(TASKS)
a – Do these statements agree with the deepchem_server workflow excerpt below: (i) the featurize call uses the "ecfp" featurizer; (ii) the model type passed to train.train is a random forest regressor; (iii) the label column is named "smiles"? Answer yes or no for each, quoting the words of the excerpt that decide it.
b – Can you extend the deepchem_server workflow code below, picking up from the point where it stops?

(SELECTED EXCERPT)
# # #
Here's a typical workflow using all four primitives:

.. code-block:: python

   from deepchem_server.core import feat, train, inference, evaluator
   from deepchem_server.core import config
   from deepchem_server.core.datastore import DiskDataStore
   import tempfile

   # Setup datastore
   datastore = DiskDataStore('profile', 'project', tempfile.mkdtemp())
   config.set_datastore(datastore)

   # 1. Featurize raw data
   dataset_address = feat.featurize(
       dataset_address="raw_data_address",
       featurizer="ecfp",
       output="featurized_dataset",
       dataset_column="smiles",
       label_column="target"
   )

   # 2. Train a model  
   model_address = train.train(
       model_type="random_forest_classifier", 
       dataset_address=dataset_address,
       model_name="my_classification_model"
# # #
(RECORDS)

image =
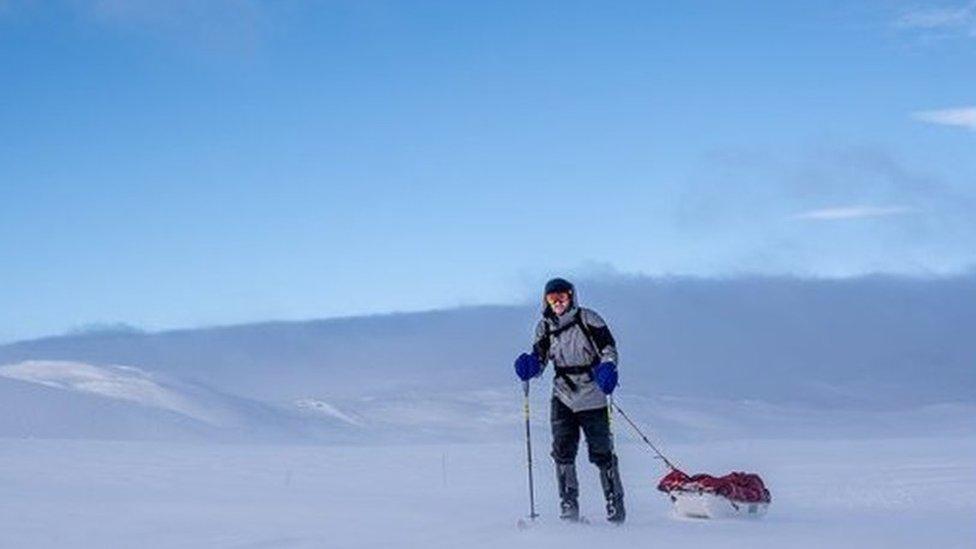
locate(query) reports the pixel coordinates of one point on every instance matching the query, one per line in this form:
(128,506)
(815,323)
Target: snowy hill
(749,356)
(59,399)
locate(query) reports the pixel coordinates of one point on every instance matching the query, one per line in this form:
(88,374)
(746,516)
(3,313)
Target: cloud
# # #
(ANSWERS BELOW)
a –
(i) Yes: featurizer="ecfp"
(ii) No: model_type="random_forest_classifier"
(iii) No: label_column="target"

b –
   )

   # 3. Run inference
   predictions_address = inference.infer(
       model_address=model_address,
       data_address="new_data_address",
       output="predictions.csv",
       dataset_column="smiles"
   )

   # 4. Evaluate the model
   evaluator.model_evaluator(
       dataset_addresses=[dataset_address],
       model_address=model_address,
       metrics=["roc_auc_score", "accuracy_score"],
       output_key="evaluation_results"
   )